[Start of section]

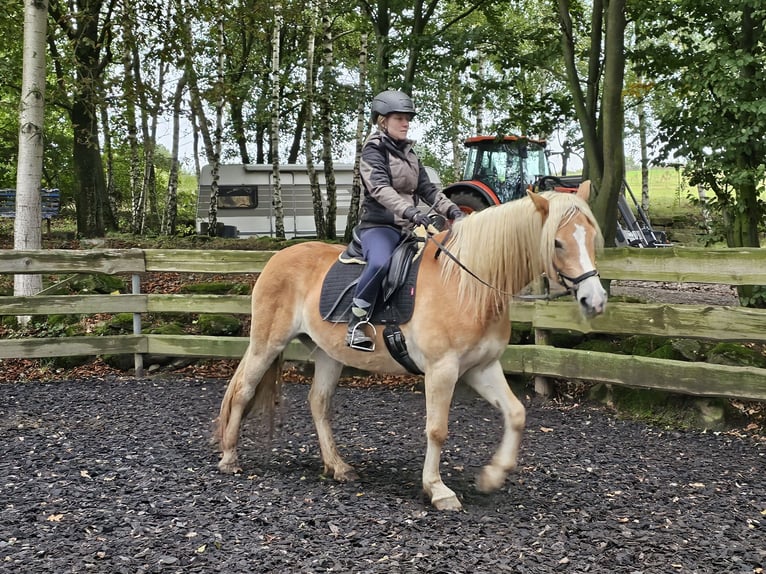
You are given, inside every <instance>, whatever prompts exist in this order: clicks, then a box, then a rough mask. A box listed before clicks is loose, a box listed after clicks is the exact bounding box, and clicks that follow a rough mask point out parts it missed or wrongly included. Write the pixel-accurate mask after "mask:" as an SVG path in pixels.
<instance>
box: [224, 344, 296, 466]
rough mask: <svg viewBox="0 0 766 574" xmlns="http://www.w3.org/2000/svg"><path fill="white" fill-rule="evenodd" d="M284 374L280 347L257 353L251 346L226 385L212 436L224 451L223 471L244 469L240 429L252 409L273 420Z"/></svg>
mask: <svg viewBox="0 0 766 574" xmlns="http://www.w3.org/2000/svg"><path fill="white" fill-rule="evenodd" d="M281 375H282V360H281V351H272V352H271V353H268V354H266V353H257V352H256V351H255V350H254V347H253V344H252V343H251V344H250V345H249V346H248V349H247V351H246V352H245V355H244V357H243V358H242V360H241V361H240V363H239V365H238V366H237V370H236V371H235V372H234V375H233V376H232V378H231V380H230V381H229V384H228V386H227V387H226V393H225V395H224V397H223V400H222V401H221V409H220V412H219V414H218V418H217V419H216V421H215V431H214V435H213V438H214V440H217V442H218V446H219V449H220V450H221V453H222V455H221V460H220V461H219V462H218V468H219V470H220V471H221V472H224V473H227V474H233V473H237V472H241V471H242V469H241V468H240V466H239V463H238V457H237V443H238V442H239V431H240V426H241V423H242V421H243V420H244V419H245V417H247V415H248V414H249V413H250V412H251V411H252V410H253V409H255V410H256V411H257V412H258V413H259V414H260V415H261V416H262V417H263V418H264V419H266V420H268V421H269V423H270V424H273V418H274V410H275V406H276V404H277V402H278V400H279V394H280V388H281V385H280V383H281ZM270 430H271V429H270Z"/></svg>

[End of section]

__Exercise objective__:
Can you render the data above as a JSON list of strings, one string per line with blank lines skipped, and the pictures left out?

__Answer space__:
[
  "You are given, inside every <instance>, whatever prompts exist in this order: clicks, then a box, then a rough mask. A box listed before clicks is loose, a box listed after clicks is the exact bounding box, and clicks that follow a rough mask point out parts it missed or wrongly included. Write the pixel-accurate mask after \"mask:\" as an SVG path in pixels.",
  "<instance>",
  "box: [224, 344, 296, 466]",
  "rough mask: <svg viewBox=\"0 0 766 574\" xmlns=\"http://www.w3.org/2000/svg\"><path fill=\"white\" fill-rule=\"evenodd\" d=\"M284 374L280 347L257 353L251 346L226 385L212 436L224 451L223 471L244 469L240 429L252 409L273 420Z\"/></svg>",
  "mask: <svg viewBox=\"0 0 766 574\" xmlns=\"http://www.w3.org/2000/svg\"><path fill=\"white\" fill-rule=\"evenodd\" d=\"M281 375H282V360H281V351H272V352H271V353H268V354H266V353H257V352H256V351H255V350H254V347H253V344H252V343H251V344H250V345H249V346H248V349H247V351H246V352H245V355H244V357H243V358H242V360H241V361H240V363H239V365H238V366H237V370H236V371H235V372H234V375H233V376H232V378H231V380H230V381H229V384H228V386H227V387H226V393H225V395H224V397H223V400H222V401H221V409H220V412H219V414H218V418H217V419H216V421H215V431H214V435H213V438H214V440H217V442H218V446H219V449H220V450H221V453H222V455H221V460H220V461H219V462H218V468H219V470H220V471H221V472H224V473H227V474H233V473H237V472H241V471H242V469H241V468H240V466H239V463H238V457H237V443H238V442H239V431H240V426H241V423H242V421H243V420H244V419H245V417H247V415H248V414H249V413H250V412H251V411H252V410H253V409H255V410H256V411H257V412H258V413H259V414H260V415H261V416H262V417H263V418H264V419H266V420H268V421H269V423H270V424H273V418H274V410H275V406H276V404H277V402H278V400H279V394H280V388H281V385H280V383H281ZM270 430H271V429H270Z\"/></svg>"
]